Task brief -> Your copy should match the records exactly, apart from the pictures, which stay out.

==========

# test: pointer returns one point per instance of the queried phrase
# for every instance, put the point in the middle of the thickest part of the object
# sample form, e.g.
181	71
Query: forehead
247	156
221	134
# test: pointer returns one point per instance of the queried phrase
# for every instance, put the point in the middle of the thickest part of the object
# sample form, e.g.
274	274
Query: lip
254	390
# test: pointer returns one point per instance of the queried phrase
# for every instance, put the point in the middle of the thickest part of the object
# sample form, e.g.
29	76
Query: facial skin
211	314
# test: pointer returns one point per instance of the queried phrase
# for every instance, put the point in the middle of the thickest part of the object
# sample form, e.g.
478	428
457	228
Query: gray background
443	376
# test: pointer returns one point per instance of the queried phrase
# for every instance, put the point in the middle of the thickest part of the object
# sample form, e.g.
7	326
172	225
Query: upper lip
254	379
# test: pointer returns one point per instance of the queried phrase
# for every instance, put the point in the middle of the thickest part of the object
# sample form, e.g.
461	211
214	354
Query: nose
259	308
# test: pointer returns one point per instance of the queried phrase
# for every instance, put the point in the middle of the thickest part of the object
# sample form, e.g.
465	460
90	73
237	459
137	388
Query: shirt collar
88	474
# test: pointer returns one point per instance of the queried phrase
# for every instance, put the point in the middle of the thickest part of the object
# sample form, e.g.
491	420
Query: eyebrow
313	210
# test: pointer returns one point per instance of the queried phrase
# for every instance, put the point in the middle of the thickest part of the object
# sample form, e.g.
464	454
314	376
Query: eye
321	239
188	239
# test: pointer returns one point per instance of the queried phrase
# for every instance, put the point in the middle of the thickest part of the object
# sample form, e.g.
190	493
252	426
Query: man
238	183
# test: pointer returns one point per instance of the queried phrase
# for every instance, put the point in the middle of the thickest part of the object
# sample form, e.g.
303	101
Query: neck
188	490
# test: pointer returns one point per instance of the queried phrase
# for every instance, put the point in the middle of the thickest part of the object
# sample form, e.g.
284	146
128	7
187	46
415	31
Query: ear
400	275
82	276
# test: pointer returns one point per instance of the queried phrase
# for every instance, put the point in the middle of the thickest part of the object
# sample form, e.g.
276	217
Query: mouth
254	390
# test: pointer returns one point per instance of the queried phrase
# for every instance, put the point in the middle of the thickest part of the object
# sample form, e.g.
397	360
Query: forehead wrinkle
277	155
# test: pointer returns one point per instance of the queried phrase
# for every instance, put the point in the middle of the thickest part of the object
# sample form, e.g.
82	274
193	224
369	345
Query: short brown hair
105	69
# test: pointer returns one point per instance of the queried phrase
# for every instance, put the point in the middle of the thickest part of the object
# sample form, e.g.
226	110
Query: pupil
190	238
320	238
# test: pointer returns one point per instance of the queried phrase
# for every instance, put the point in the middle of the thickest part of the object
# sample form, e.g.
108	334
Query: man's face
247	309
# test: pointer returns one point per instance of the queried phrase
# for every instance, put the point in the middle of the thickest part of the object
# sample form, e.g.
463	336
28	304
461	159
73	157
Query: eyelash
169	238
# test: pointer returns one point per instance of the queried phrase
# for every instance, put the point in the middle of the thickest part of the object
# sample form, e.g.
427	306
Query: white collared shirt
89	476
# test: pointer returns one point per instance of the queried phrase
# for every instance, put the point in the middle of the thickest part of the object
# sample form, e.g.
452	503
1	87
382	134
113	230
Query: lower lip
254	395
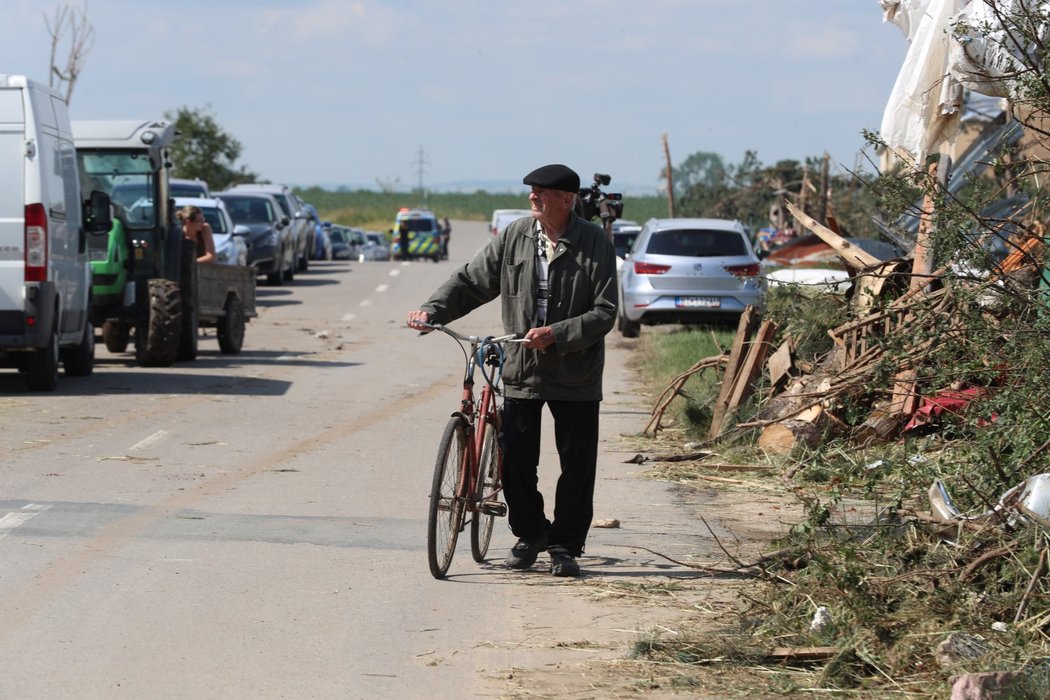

==========

Exercise output ->
# test: pointer returns one point per instance of the queried phrase
# for every instance, put the point in the middle of the thickest part of the object
# sample form, e.g.
181	71
Query: forehead
247	156
221	134
# test: pointer returns one point per instance of the queried phrase
# for every instance, put the point in the middle of the thickest part of the object
# sample form, e.g.
274	274
Query: lip
254	390
# test: pointer returns one point per instance of the queried phrase
# for every instance, put the point in the middle of the thickest part of the object
# sample form, e.g.
29	76
Query: facial skin
211	314
# test: pointer returns one point per instance of the queried phrase
# for every instance, put the point in the middle of the thickest part of the object
# sample form, e.g.
478	428
457	228
Query: gray background
443	376
# test: pointer returns one point per instance of the queried phrase
# for every instance, put the point in the middle of the thickest part of the object
# sample form, e.g.
7	326
172	225
Query: upper lip
254	379
# test: pointer returns one point per instance of the queried phrase
# for every instance, put the point in the middle of the thickest part of the object
# sample form, e.g.
461	211
214	354
Query: nose
259	308
# test: pointer returns one point per instance of the queried phrase
# for every instance, put the point in the middle of the thickest part of the object
# sample form, e.g.
465	460
90	73
237	459
137	388
Query: shirt collar
88	474
# test: pointer returns one point per instance of the queried phrase
# for every instance, put the point in the middle of the thickest part of the object
# sample form, e.g.
491	420
Query: eyebrow
313	210
# test: pointer returns one point per instance of the queried phrase
# for every instance, put the point in the middle of the thickest part of the object
# sample form, e.g.
464	454
314	376
Query: eye
321	239
188	239
# test: pointer returns one point per instance of the queried phrase
# for every instance, put the point in the middle of the thickest part of the object
# sample form, e.g.
190	493
252	426
Query: man
238	183
# test: pointer returns one point per instance of the queried phrase
# for every instance, put the point in the middle of the thickest part of the object
# sample form, e.g.
303	101
Query: neck
188	490
# test: pointer returns one point per instance of the queried phrase
# for every instance, put the point in the middle of the thickest part of the object
# sample form, e.g.
284	146
128	7
187	46
415	31
Query: ear
400	275
82	276
# test: pointer returns one point per instance of the queried phrase
# for every instance, put the point in the middle of the thickest part of the object
# sample form, e.g.
276	217
Query: mouth
254	390
# test: pointer returns one point per instance of the queried phrase
# for every instance, put the point in the middle of the thickest part of the object
# sample form, e.g.
397	360
Query: forehead wrinkle
277	155
# test: pointer returns one point per instance of the queried phrase
# for every instance, put the point in the middle of the thickest part of the object
# sample form, e.g.
82	274
193	224
369	345
Query: short brown hair
105	69
# test: pointer returns one point per instance of the queried phrase
# for every instance, put the point in the middle of the thickest part of the object
# sample form, e.g.
226	110
Query: pupil
190	238
320	238
# test: pointer returns one point per instance of the queried phrase
# for every instance, put the point in the middle of the thickest part of the object
# sample form, e.g.
108	334
Query: man's face
247	309
# test: pointer returns one point per instance of the queried phrase
# for every instance, put the point in the middle of the thickest part of the object
# sample form, e.g.
463	336
28	304
461	159
73	157
Query: eyelash
169	238
# test: pointer returns one point per instance of the queried phrase
# for every instance, put the point in the middle of the thickest part of the object
# sample form, e.g.
427	306
Query: white collared shirt
89	476
# test: pointer returns one point per instance of the queried phrase
# for every instance, put the point in the middle of the thickest part of the object
# sample form, e.g.
452	503
1	87
382	134
113	230
Query: lower lip
254	395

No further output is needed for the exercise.